Text passage:
-.-.-
In the consideration of the question whether the payment of expenses is in violation of a constitutional provision prohibiting, either expressly or by implication, an increase in the compensation of public officers during their term of office, a distinction has been made between legislative, or official, expenses and personal expenses. This distinction is clearly expressed in State ex rel. Griffith v. Turner, 117 Kan., 755, 233 P., 510, 511: "The distinction between expenses that are legislative and those that are personal is that legislative expenses are those that are necessary to enable the Legislature to properly perform its functions, while those that are personal are those that must be incurred by a member of the Legislature in order to be present at the place of meeting — expenses for his personal comfort and convenience, which have nothing to do with the performance of his duty as a member of the Legislature. Personal expenses are those incurred for rooms, meals, laundry, communications with their homes, and other things of like character."
We know of no case in which it is held that the payment of official expenses, even as thus limited, is in violation of a provision of a Constitution prohibiting an increase in, or limiting the amount of, "compensation," and we apprehend that such position could not be maintained; such expenses are a necessary part of the operation of government. It is held, however, by some authority, that the payment of personal expenses is in effect an increase in compensation, and hence not allowable under such constitutional provisions. See Griffith v. Turner, supra; Jones v. Hoss, 132 Or., 175, 285 P., 205; Ashton v. Ferguson, 164 Ark. 254, 261 S.W., 624; State v. Clausen, 142 Wn., 450, 253 P., 805; Dixon v. Shaw, 122 Okla. 211, 253 P., 500, 50 A.L.R., 1232; Peay v. Nolan, 157 Tenn., 222, 7 S.W.2d 815, 817, 60 A.L.R., 408.
-.-.-
What is being asked:
Copy the passage on legislative and personal expenses word for word, starting with "We know of no" and going on through "60 A.L.R., 408.".
-.-.-
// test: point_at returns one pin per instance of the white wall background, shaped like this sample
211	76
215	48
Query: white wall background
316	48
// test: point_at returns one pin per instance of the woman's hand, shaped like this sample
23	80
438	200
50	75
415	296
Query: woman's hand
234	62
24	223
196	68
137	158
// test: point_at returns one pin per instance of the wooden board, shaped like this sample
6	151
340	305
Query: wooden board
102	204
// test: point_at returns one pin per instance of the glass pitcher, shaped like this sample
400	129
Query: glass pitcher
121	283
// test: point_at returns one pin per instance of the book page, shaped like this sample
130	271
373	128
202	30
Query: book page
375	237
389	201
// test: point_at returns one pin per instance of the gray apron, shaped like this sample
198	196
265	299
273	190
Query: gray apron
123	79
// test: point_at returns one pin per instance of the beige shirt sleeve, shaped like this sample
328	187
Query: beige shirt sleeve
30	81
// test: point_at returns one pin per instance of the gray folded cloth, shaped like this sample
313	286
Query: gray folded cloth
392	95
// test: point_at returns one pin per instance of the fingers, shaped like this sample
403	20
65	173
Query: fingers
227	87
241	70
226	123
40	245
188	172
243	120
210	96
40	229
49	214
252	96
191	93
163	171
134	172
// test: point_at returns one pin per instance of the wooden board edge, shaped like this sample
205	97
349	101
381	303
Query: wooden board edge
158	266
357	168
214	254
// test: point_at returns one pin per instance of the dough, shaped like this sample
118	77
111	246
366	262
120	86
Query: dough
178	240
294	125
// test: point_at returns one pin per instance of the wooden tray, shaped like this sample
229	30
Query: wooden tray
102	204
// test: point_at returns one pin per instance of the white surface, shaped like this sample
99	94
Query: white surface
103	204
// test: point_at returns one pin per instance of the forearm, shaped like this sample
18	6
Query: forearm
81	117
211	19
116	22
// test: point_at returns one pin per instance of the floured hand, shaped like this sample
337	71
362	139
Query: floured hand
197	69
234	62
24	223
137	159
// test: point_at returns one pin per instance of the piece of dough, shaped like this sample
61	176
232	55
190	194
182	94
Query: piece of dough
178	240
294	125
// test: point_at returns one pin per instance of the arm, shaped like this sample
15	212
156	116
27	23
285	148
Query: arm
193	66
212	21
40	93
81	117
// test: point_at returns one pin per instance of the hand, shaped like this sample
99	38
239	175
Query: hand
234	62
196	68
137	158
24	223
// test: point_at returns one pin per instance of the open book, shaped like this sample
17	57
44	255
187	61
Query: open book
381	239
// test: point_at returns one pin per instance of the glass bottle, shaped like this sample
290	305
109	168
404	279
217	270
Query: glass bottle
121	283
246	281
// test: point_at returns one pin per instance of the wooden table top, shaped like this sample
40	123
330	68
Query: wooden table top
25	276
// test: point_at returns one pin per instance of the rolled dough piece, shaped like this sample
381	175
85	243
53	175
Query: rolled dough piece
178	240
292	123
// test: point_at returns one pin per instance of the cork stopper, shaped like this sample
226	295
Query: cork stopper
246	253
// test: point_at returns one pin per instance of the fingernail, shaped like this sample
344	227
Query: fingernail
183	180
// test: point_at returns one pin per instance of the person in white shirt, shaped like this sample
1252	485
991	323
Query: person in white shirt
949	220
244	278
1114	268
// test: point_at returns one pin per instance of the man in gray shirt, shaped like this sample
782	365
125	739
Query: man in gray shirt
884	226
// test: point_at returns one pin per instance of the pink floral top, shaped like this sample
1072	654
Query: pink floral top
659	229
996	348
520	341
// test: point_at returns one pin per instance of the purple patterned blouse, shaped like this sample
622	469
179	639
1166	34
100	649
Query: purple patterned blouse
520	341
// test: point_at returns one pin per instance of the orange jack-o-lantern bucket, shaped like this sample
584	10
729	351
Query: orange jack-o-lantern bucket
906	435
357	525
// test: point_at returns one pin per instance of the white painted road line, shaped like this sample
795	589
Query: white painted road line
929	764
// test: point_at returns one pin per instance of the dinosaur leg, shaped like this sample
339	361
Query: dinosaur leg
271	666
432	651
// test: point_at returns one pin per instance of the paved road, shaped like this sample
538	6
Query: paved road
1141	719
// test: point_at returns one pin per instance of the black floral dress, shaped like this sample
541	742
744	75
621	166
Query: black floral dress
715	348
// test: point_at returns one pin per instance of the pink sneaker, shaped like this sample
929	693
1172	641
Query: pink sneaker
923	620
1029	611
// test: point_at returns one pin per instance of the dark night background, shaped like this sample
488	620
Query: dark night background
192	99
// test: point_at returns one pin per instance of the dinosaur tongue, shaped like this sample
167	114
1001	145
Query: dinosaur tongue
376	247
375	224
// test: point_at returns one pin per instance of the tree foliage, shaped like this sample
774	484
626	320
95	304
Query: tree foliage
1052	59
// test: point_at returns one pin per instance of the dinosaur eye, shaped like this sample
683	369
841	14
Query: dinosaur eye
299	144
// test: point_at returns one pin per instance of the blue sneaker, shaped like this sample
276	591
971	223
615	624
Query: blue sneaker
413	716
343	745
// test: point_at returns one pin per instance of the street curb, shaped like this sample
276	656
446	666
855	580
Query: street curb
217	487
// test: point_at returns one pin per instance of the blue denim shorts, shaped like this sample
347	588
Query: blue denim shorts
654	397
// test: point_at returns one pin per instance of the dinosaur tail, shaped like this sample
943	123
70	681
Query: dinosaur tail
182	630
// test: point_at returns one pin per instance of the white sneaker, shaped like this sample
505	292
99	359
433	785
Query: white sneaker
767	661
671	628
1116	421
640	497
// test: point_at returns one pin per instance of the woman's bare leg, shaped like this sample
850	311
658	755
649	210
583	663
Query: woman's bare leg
-.-.-
Full solution:
We know of no case in which it is held that the payment of official expenses, even as thus limited, is in violation of a provision of a Constitution prohibiting an increase in, or limiting the amount of, "compensation," and we apprehend that such position could not be maintained; such expenses are a necessary part of the operation of government. It is held, however, by some authority, that the payment of personal expenses is in effect an increase in compensation, and hence not allowable under such constitutional provisions. See Griffith v. Turner, supra; Jones v. Hoss, 132 Or., 175, 285 P., 205; Ashton v. Ferguson, 164 Ark. 254, 261 S.W., 624; State v. Clausen, 142 Wn., 450, 253 P., 805; Dixon v. Shaw, 122 Okla. 211, 253 P., 500, 50 A.L.R., 1232; Peay v. Nolan, 157 Tenn., 222, 7 S.W.2d 815, 817, 60 A.L.R., 408.